*** EXCERPTED PASSAGE

Skip to content

Conversation

@jillguyonnet
Copy link
Contributor

@jillguyonnet jillguyonnet commented Feb 28, 2025

Summary

Relates https://github.com/elastic/ingest-dev/issues/4720

This PR adds retry logic to the task that handles automatic agent upgrades originally implemented in #211019.

Complementary fleet-server change which sets the agent's upgrade_attempts to null once the upgrade is complete.: elastic/fleet-server#4528

Approach

  • A new upgrade_attempts property is added to agents and stored in the agent doc (ES mapping update in [Fleet] Add upgrade_attempts to .fleet-agents index elasticsearch#123256).
  • When a bulk upgrade action is sent from the automatic upgrade task, it pushes the timestamp of the upgrade to the affected agents' upgrade_attempts.
  • The default retry delays are ['30m', '1h', '2h', '4h', '8h', '16h', '24h'] and can be overridden with the new xpack.fleet.autoUpgrades.retryDelays setting.
  • On every run, the automatic upgrade task will first process retries and then query more agents if necessary (cf. https://github.com/elastic/ingest-dev/issues/4720#issuecomment-2671660795).
  • Once an agent has completed and failed the max retries defined by the retry delays array, it is no longer retried.

Testing

The ES query for fetching agents with existing upgrade_attempts needs the updated mappings, so it might be necessary to pull the latest main in the elasticsearch repo and run yarn es source instead of yarn es snapshot (requires an up-to-date Java environment, currently 23).

In order to test that upgrade_attempts is set to null when the upgrade is complete, fleet-server should be run in dev using the change in elastic/fleet-server#4528.

Checklist

  • Unit or functional tests were updated or added to match the most common scenarios
  • The PR description includes the appropriate Release Notes section, and the correct release_note:* label is applied per the guidelines

Identify risks

Low probability risk of incorrectly triggering agent upgrades. This feature is currently behind the enableAutomaticAgentUpgrades feature flag.

@jillguyonnet jillguyonnet self-assigned this Feb 28, 2025
@github-actions

This comment was marked as outdated.

@github-actions

This comment was marked as outdated.

Copy link
Contributor Author

Choose a reason for hiding this comment

The reason will be displayed to describe this comment to others. Learn more.

One important piece of this logic is that we can't just pick up agents stuck in updating now since we're explicitly handling retries. I'm allowing agents stuck in updating with no upgrade_attempts (i.e. that were not upgraded through this task) to be selected.

******
*** EXTRACTED RECORDS

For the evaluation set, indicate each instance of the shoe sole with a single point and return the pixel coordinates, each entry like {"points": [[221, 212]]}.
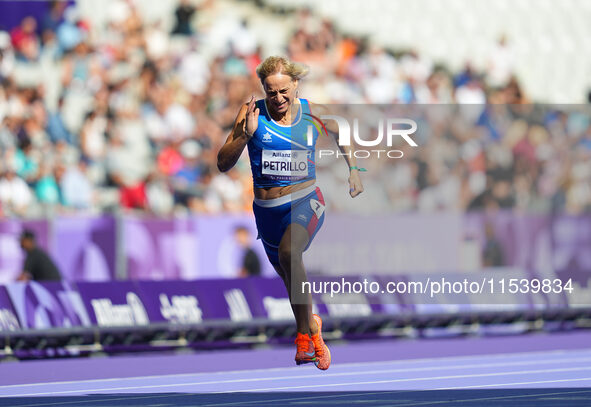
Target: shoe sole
{"points": [[319, 323]]}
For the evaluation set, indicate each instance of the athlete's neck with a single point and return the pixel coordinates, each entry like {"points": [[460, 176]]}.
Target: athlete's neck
{"points": [[285, 119]]}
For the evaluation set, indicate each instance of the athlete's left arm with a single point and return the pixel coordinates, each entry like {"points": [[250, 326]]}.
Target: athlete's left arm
{"points": [[355, 184]]}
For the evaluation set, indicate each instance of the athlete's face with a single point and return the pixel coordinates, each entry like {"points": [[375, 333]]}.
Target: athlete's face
{"points": [[281, 92]]}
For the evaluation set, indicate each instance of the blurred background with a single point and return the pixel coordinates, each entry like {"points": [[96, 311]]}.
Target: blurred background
{"points": [[112, 114]]}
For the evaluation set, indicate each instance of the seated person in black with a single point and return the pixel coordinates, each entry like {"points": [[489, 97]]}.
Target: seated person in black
{"points": [[38, 265]]}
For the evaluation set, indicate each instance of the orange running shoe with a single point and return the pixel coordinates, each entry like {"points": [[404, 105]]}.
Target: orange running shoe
{"points": [[322, 361], [305, 349]]}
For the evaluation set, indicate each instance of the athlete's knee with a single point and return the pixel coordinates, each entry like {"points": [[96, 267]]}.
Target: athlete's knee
{"points": [[288, 255]]}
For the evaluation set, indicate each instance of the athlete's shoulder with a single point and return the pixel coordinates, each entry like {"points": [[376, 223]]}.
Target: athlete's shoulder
{"points": [[318, 108]]}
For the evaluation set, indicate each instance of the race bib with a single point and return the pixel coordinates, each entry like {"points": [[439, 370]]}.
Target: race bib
{"points": [[285, 164]]}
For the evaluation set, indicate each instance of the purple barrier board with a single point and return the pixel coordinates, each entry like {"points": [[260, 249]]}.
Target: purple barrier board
{"points": [[8, 318], [187, 249], [386, 244], [232, 299], [219, 252], [346, 303], [11, 254], [84, 248], [157, 249], [271, 298], [171, 301], [47, 305], [114, 303]]}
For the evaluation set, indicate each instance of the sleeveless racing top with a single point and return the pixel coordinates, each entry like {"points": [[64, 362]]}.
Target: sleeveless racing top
{"points": [[280, 154]]}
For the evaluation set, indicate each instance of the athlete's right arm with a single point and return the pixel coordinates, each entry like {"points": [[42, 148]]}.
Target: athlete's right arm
{"points": [[244, 127]]}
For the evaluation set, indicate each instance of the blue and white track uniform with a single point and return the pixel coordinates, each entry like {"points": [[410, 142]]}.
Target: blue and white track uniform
{"points": [[280, 155]]}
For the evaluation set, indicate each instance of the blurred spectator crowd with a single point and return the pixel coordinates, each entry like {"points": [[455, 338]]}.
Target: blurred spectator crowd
{"points": [[131, 116]]}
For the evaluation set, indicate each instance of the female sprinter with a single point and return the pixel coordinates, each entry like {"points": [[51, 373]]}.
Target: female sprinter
{"points": [[288, 207]]}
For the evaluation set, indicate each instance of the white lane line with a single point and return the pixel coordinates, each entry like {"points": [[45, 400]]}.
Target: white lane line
{"points": [[426, 403], [357, 374], [517, 384], [343, 366], [417, 379]]}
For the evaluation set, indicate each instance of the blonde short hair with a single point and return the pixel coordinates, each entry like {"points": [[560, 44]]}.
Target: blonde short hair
{"points": [[278, 64]]}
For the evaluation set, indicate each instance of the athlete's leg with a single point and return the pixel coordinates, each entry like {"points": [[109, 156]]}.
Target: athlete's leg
{"points": [[294, 241]]}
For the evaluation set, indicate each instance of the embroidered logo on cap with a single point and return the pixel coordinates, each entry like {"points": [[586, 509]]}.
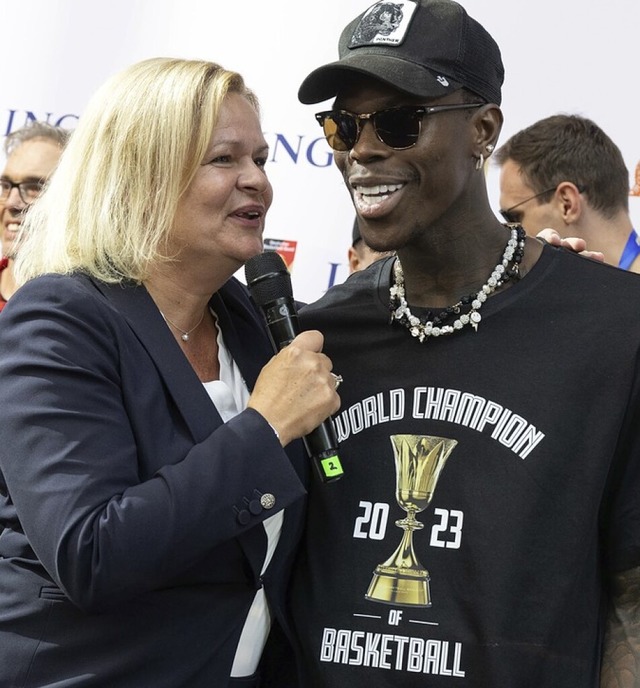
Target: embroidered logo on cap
{"points": [[384, 23]]}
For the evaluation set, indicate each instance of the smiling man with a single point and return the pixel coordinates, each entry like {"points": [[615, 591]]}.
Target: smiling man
{"points": [[32, 154]]}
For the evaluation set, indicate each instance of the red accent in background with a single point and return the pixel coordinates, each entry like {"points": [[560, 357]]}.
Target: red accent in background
{"points": [[284, 247]]}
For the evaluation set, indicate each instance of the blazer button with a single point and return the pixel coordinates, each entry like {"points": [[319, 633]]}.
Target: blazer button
{"points": [[268, 501]]}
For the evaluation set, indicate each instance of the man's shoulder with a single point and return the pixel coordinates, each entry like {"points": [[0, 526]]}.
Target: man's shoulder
{"points": [[358, 288]]}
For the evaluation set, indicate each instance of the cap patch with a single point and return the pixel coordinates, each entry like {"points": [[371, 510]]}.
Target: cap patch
{"points": [[383, 23]]}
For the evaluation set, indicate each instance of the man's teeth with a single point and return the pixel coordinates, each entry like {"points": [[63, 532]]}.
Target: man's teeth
{"points": [[376, 194]]}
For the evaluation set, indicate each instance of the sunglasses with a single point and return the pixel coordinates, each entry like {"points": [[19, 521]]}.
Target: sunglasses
{"points": [[514, 217], [398, 127]]}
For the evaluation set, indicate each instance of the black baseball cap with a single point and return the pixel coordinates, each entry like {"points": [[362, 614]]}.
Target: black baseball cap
{"points": [[426, 48]]}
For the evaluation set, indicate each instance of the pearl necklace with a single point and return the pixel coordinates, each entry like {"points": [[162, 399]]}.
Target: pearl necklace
{"points": [[434, 326], [184, 335]]}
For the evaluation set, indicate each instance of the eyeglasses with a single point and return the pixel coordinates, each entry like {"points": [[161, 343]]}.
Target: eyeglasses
{"points": [[28, 191], [516, 218], [398, 128]]}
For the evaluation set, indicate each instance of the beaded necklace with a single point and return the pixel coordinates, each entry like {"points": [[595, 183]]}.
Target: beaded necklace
{"points": [[431, 325]]}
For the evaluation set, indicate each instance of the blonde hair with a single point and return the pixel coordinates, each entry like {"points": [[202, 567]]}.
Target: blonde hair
{"points": [[108, 209]]}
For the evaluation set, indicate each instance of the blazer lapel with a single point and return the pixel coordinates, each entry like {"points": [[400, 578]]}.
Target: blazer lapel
{"points": [[146, 321], [249, 346]]}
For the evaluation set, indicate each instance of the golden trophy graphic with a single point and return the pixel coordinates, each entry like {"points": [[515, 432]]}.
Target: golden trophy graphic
{"points": [[419, 459]]}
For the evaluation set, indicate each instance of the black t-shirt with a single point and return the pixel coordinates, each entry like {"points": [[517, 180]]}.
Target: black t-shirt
{"points": [[535, 502]]}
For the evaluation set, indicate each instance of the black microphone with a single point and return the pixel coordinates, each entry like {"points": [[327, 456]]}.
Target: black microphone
{"points": [[269, 283]]}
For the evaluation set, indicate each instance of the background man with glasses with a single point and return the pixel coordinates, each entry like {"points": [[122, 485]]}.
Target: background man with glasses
{"points": [[564, 172], [32, 153], [486, 533]]}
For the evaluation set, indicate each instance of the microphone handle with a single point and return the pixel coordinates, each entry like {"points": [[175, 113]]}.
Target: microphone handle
{"points": [[321, 443]]}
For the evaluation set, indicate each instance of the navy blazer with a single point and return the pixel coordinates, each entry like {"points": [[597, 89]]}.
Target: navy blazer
{"points": [[133, 540]]}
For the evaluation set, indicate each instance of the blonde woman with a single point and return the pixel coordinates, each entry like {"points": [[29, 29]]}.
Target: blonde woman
{"points": [[150, 508]]}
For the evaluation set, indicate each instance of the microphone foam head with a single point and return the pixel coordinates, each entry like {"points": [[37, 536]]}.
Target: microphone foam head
{"points": [[268, 278]]}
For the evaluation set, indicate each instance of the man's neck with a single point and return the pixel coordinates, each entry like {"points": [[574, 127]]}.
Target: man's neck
{"points": [[606, 235], [450, 268]]}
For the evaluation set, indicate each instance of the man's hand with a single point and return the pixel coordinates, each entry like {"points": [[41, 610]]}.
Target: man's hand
{"points": [[621, 648], [575, 244]]}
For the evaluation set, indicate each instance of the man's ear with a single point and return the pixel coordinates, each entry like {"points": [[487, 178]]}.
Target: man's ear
{"points": [[354, 259], [569, 201], [488, 123]]}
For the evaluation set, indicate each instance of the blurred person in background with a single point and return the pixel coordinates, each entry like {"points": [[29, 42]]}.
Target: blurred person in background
{"points": [[564, 172], [32, 154]]}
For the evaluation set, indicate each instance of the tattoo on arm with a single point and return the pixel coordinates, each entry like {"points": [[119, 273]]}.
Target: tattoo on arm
{"points": [[621, 650]]}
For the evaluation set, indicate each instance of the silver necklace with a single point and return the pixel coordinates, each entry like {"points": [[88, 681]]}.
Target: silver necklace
{"points": [[435, 326], [184, 335]]}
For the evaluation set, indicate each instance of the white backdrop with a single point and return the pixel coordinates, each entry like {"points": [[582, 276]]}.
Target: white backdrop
{"points": [[560, 56]]}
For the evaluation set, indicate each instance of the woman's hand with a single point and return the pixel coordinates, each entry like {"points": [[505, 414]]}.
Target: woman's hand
{"points": [[575, 244], [295, 392]]}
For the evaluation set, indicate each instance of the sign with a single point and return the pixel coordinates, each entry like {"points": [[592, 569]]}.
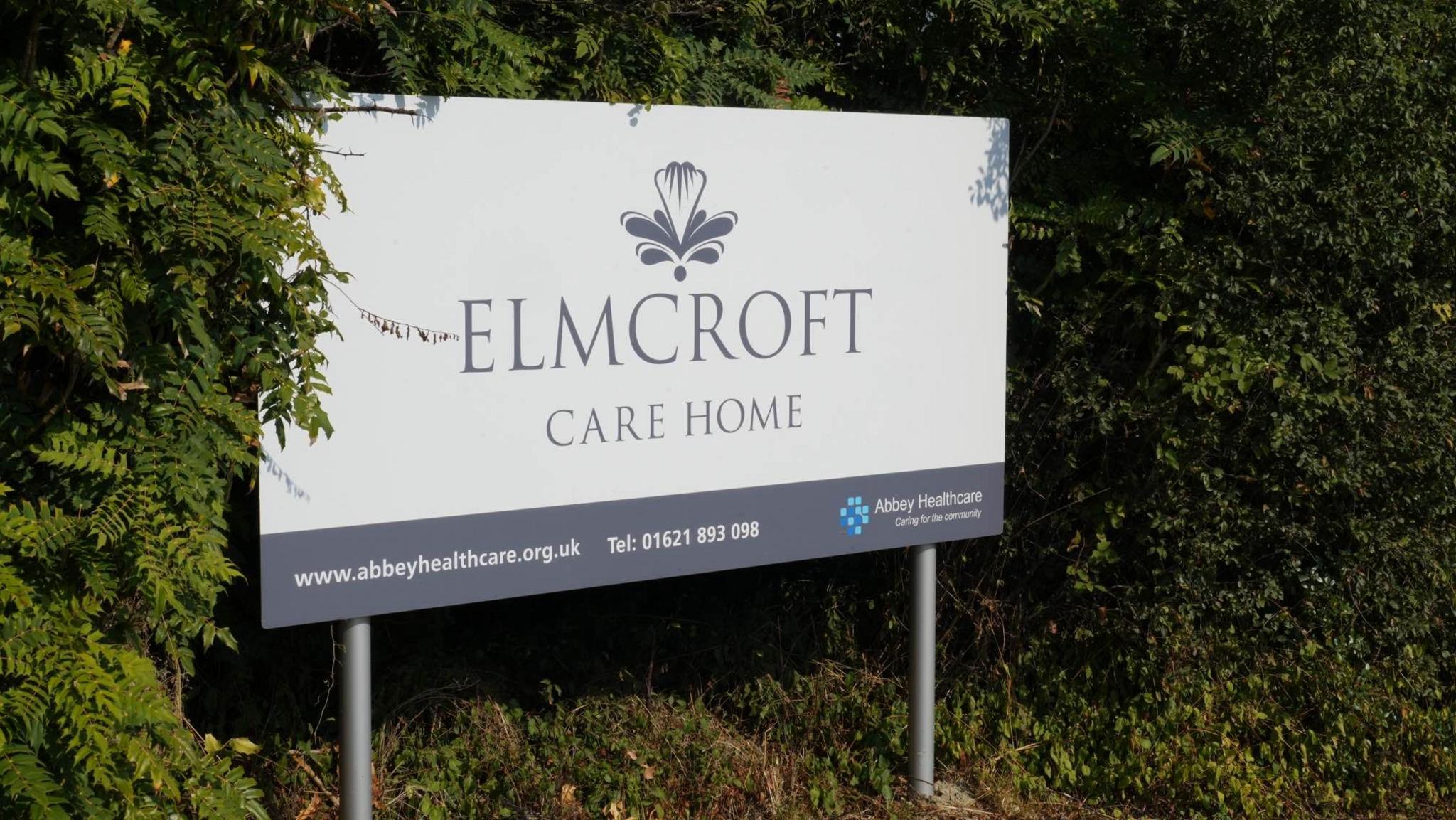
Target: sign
{"points": [[629, 344]]}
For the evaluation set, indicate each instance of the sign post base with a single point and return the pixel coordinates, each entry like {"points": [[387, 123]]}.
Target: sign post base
{"points": [[355, 772]]}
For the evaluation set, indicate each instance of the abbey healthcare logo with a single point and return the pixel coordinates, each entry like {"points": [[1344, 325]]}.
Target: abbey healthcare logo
{"points": [[854, 516], [679, 232]]}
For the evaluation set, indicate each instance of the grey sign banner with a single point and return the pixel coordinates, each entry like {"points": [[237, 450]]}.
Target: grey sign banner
{"points": [[338, 573]]}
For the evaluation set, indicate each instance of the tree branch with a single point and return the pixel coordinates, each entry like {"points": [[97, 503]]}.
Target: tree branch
{"points": [[348, 108], [1051, 119]]}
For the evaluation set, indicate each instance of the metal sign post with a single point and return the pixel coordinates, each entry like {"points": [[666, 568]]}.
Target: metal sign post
{"points": [[922, 669], [355, 774]]}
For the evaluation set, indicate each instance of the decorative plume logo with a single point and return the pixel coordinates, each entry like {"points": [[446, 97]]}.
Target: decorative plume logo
{"points": [[679, 232]]}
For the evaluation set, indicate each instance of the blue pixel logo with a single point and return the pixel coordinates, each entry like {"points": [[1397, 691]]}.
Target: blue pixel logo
{"points": [[854, 516]]}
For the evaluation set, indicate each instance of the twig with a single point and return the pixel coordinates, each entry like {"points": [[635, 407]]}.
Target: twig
{"points": [[397, 328], [1051, 119], [33, 46], [318, 781], [115, 36]]}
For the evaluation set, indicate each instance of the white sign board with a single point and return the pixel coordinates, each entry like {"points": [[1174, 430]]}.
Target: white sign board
{"points": [[680, 340]]}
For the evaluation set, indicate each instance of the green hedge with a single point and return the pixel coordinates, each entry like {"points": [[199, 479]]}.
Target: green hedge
{"points": [[1226, 574]]}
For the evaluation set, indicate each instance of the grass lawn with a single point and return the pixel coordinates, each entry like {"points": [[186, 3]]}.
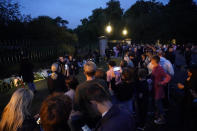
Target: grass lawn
{"points": [[43, 91]]}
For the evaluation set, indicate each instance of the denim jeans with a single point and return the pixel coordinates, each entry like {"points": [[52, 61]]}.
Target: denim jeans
{"points": [[31, 86]]}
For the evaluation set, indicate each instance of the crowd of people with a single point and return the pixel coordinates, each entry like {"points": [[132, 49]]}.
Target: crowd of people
{"points": [[116, 100]]}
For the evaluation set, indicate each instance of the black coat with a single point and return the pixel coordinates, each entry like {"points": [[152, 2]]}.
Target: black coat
{"points": [[26, 70], [116, 120], [123, 91], [57, 85]]}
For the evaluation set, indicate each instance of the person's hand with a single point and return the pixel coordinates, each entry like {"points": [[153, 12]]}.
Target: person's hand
{"points": [[36, 116], [180, 86], [113, 74]]}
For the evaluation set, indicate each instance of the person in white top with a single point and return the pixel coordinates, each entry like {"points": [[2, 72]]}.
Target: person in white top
{"points": [[71, 83]]}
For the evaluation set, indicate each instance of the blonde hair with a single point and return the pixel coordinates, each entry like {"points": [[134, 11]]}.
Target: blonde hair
{"points": [[54, 69], [16, 110]]}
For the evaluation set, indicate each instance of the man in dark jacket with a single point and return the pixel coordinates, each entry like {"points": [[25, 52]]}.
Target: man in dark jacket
{"points": [[89, 116], [113, 118], [26, 71]]}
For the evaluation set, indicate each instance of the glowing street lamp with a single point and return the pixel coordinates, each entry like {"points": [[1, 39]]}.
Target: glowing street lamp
{"points": [[124, 32], [109, 29]]}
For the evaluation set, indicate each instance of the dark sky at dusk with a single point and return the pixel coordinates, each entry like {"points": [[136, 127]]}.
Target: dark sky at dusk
{"points": [[71, 10]]}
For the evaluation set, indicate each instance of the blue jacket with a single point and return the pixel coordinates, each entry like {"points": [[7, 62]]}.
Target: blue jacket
{"points": [[116, 120]]}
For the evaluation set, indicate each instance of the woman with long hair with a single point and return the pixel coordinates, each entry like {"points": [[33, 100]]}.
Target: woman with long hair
{"points": [[56, 81], [16, 115]]}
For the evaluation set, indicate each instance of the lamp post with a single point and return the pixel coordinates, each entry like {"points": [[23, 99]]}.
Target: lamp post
{"points": [[108, 29], [124, 32]]}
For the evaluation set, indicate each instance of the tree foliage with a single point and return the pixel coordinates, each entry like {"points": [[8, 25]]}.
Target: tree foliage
{"points": [[14, 25]]}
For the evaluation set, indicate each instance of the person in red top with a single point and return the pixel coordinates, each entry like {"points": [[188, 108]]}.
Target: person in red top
{"points": [[160, 78]]}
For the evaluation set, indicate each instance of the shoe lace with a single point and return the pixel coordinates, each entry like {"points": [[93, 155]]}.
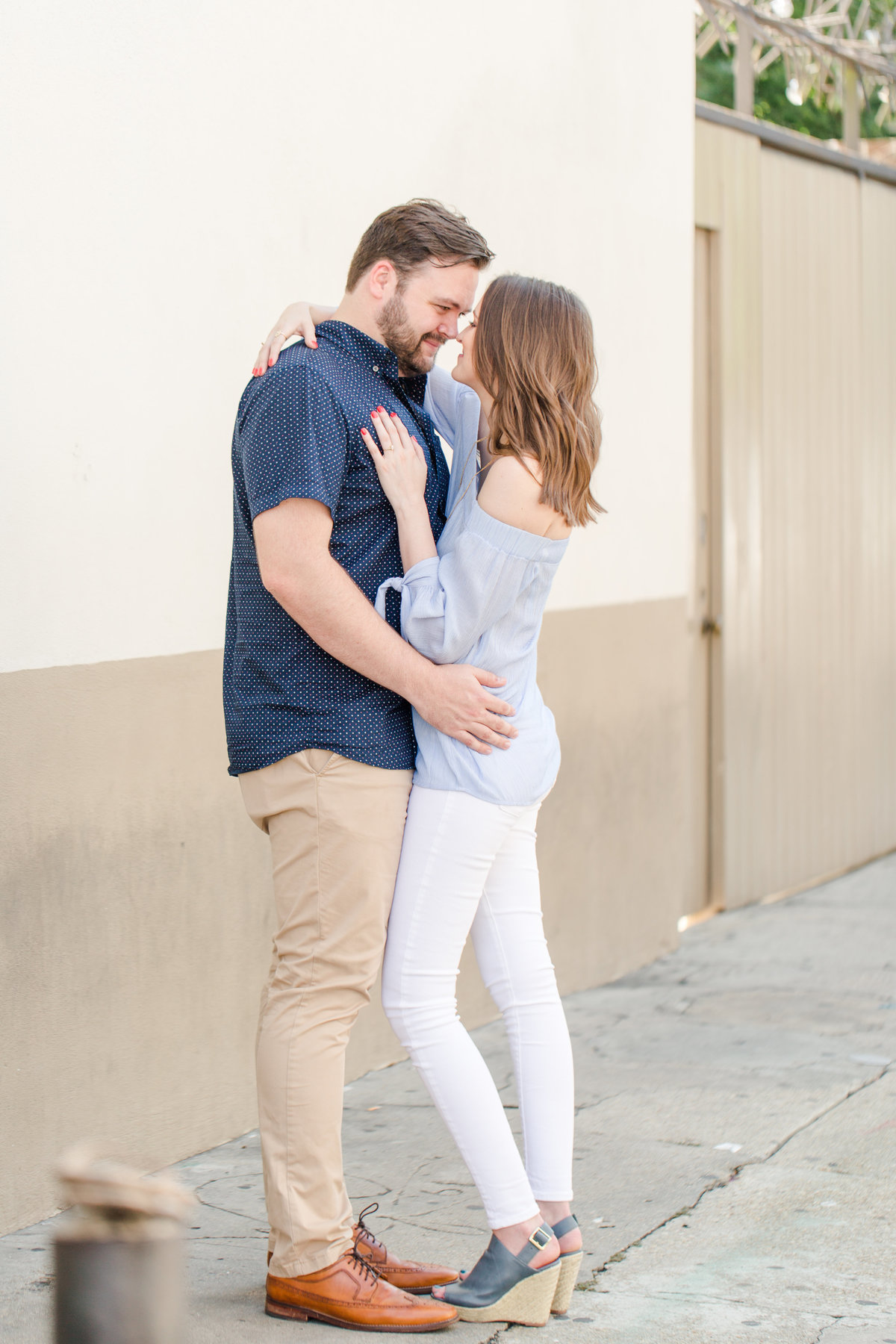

******

* **GIVEN TASK**:
Answer these from the automatic upgrade retry thread:
(a) What are the default retry delays?
(b) Which feature flag is the feature currently behind?
(c) Which Java version does running yarn es source currently require?

* **RESPONSE BELOW**:
(a) ['30m', '1h', '2h', '4h', '8h', '16h', '24h']
(b) enableAutomaticAgentUpgrades
(c) 23